== Texto selecionado ==

Opinião
O reconhecimento facial no Carnaval não protege, ele controla
O Estado resiste em colocar câmeras nos uniformes de policiais, mas não hesita em espalhar dispositivos que aumentam o risco de criminalização da população negra e periférica


Se você for uma pessoa negra, seu rosto será mais vigiado no Carnaval do que os rostos brancos. O reconhecimento facial não protege. Ele criminaliza. A Prefeitura de São Paulo insiste em usar o reconhecimento facial no Carnaval, ignora as recomendações da Defensoria Pública e os riscos de perfilamento racial. Esse não é um debate sobre segurança, mas sobre controle seletivo e repressão disfarçada de modernização.

===
== Trechos das entradas ==

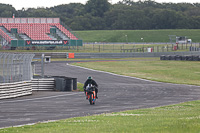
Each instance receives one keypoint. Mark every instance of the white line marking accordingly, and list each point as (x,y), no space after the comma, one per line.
(41,98)
(127,76)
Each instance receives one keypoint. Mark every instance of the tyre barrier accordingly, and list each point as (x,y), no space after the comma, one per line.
(17,89)
(178,57)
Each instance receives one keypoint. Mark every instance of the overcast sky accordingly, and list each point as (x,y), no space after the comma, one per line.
(19,4)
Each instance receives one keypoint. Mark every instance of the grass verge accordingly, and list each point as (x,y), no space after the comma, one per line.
(180,72)
(182,118)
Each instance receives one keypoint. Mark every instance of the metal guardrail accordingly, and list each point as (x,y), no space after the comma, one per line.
(117,55)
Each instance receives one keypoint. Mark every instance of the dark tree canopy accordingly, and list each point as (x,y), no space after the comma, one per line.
(125,15)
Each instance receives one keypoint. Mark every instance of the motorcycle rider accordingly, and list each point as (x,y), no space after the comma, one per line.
(91,81)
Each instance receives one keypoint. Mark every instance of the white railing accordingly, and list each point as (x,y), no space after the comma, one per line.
(12,90)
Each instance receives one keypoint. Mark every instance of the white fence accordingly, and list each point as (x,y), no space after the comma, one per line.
(12,90)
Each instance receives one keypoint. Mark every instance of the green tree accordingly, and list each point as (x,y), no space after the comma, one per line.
(97,7)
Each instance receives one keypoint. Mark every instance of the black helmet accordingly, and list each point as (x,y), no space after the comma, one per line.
(89,77)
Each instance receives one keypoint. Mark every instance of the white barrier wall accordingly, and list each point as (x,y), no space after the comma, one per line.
(12,90)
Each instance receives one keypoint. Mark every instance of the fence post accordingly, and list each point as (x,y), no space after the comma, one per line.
(42,65)
(99,48)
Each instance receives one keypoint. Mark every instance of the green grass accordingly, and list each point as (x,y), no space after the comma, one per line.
(180,118)
(136,35)
(180,72)
(80,86)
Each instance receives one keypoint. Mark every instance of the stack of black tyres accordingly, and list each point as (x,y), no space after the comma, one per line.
(180,57)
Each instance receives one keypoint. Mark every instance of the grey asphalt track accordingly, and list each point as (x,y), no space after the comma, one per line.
(116,93)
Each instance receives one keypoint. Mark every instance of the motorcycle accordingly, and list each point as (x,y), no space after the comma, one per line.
(91,94)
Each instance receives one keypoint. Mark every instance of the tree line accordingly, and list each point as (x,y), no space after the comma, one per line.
(125,15)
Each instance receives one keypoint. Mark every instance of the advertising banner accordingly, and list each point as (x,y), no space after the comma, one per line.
(47,42)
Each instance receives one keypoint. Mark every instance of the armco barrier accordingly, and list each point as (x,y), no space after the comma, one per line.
(115,55)
(12,90)
(39,84)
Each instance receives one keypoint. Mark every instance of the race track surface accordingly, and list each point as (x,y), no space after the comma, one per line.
(116,93)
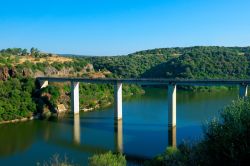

===

### O que fazer
[1] Imprima o trecho do texto sobre reconhecimento facial no Carnaval que começa em "Se você for" e vai até "disfarçada de modernização.", com estas palavras incluídas.
[2] Indique se cada afirmação concorda com o texto sobre reconhecimento facial no Carnaval. Responda sim ou não e cite as palavras do texto que decidem a questão. (a) A Prefeitura de São Paulo segue as recomendações da Defensoria Pública. (b) O Estado resiste em colocar câmeras nos uniformes de policiais. (c) O texto trata o assunto como um debate sobre segurança.
Nenhuma tarefa depende das entradas.

### Respostas por tarefa
[1]
Se você for uma pessoa negra, seu rosto será mais vigiado no Carnaval do que os rostos brancos. O reconhecimento facial não protege. Ele criminaliza. A Prefeitura de São Paulo insiste em usar o reconhecimento facial no Carnaval, ignora as recomendações da Defensoria Pública e os riscos de perfilamento racial. Esse não é um debate sobre segurança, mas sobre controle seletivo e repressão disfarçada de modernização.

[2]
(a) Não: "ignora as recomendações da Defensoria Pública"
(b) Sim: "O Estado resiste em colocar câmeras nos uniformes de policiais"
(c) Não: "Esse não é um debate sobre segurança"